▶ Exercise aim:
Would you restate, exactly as they appear, the lines from the one containing "metal post in" through the end of the data below?

▶ Extracted entries:
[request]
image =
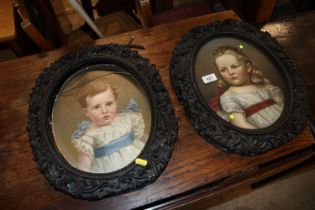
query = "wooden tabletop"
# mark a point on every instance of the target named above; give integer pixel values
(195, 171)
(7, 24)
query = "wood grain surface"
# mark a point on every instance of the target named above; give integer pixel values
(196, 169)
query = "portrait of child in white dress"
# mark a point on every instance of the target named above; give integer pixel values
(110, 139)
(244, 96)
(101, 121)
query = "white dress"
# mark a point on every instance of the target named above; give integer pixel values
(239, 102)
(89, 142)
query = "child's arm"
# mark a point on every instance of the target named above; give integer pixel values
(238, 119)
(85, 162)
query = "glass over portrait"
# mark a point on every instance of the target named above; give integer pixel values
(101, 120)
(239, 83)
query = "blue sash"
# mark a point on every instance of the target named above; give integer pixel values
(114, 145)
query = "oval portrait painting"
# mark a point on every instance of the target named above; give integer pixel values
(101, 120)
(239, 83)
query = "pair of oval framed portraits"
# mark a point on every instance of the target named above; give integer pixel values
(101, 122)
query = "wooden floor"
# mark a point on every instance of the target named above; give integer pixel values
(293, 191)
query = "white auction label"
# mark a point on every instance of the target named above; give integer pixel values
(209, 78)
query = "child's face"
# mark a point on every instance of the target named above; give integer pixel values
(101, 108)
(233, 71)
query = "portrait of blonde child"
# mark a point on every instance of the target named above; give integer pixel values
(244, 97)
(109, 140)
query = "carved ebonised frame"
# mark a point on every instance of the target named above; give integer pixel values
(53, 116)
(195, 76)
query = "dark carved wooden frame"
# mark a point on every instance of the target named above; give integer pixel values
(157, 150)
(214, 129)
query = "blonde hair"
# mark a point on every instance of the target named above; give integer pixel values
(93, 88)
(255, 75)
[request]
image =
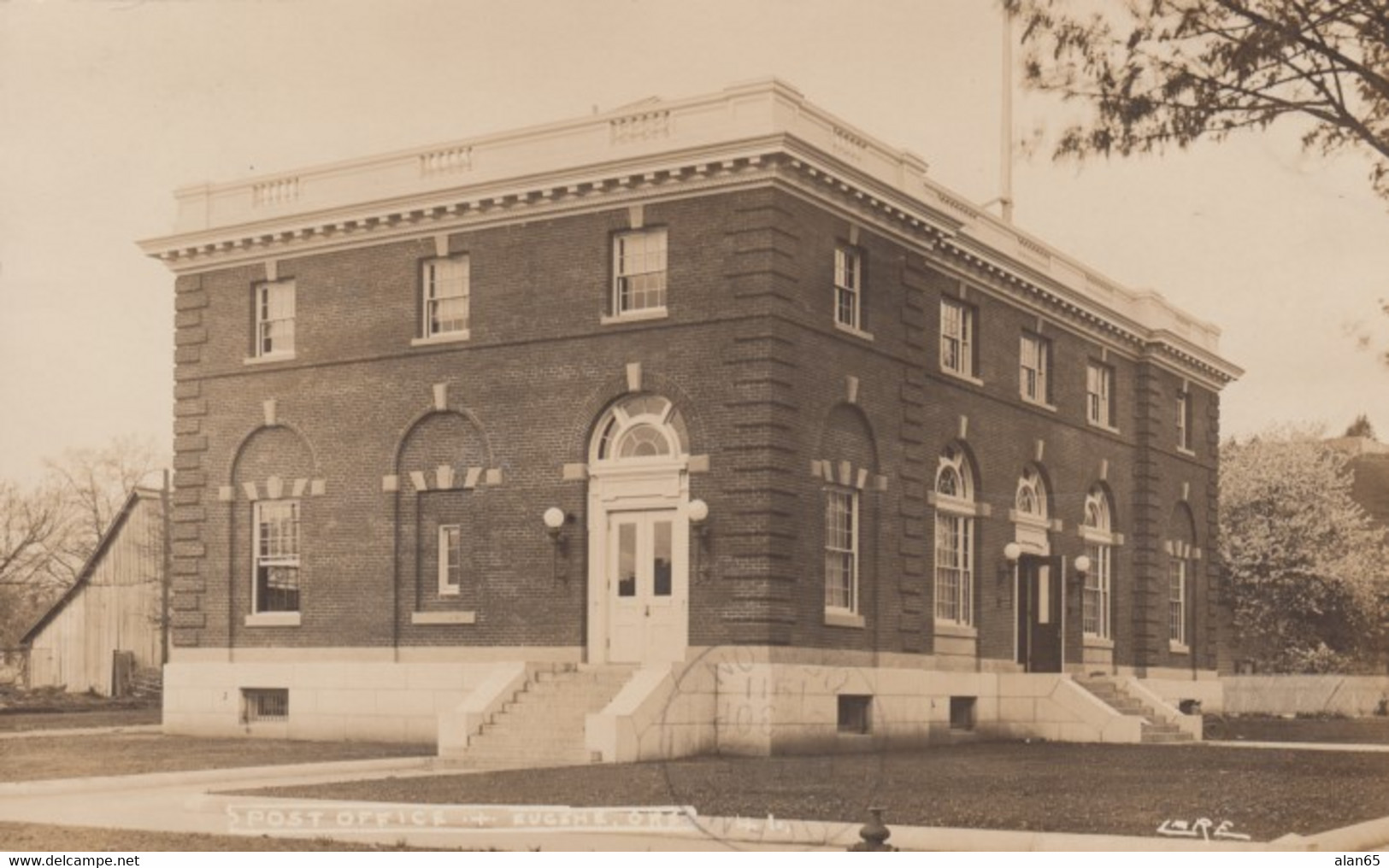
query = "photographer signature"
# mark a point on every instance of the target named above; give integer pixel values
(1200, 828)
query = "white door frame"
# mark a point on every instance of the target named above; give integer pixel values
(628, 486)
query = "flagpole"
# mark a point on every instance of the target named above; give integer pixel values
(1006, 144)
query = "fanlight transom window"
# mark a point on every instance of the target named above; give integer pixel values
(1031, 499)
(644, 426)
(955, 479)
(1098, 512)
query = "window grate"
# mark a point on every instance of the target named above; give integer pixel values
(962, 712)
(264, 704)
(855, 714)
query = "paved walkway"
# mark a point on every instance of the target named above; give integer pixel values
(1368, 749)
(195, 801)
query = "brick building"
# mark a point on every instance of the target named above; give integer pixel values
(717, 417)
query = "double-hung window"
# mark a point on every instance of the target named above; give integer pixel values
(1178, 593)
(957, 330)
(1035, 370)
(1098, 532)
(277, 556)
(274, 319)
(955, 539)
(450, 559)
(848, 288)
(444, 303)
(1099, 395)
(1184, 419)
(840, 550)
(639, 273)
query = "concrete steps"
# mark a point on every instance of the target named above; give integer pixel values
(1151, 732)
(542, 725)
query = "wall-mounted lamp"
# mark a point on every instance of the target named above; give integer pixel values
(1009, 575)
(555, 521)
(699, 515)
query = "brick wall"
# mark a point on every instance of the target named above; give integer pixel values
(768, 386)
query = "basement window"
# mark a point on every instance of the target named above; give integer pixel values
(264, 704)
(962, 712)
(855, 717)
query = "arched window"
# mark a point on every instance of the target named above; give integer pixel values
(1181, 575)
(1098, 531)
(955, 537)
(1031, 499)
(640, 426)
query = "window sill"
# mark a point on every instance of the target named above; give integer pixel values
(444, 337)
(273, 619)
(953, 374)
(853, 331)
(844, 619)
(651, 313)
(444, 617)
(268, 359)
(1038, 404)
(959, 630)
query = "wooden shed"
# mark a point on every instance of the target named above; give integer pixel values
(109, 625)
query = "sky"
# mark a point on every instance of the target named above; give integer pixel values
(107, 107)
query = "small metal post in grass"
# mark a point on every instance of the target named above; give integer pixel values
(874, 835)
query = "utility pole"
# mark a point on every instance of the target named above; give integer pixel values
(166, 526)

▶ Solution to this task:
query = "small metal post in grass"
# mark a point on every instance of the target named above; give integer pixel values
(874, 835)
query = "utility pole"
# mark a point on every instance of the target named above; give integer pixel values
(166, 526)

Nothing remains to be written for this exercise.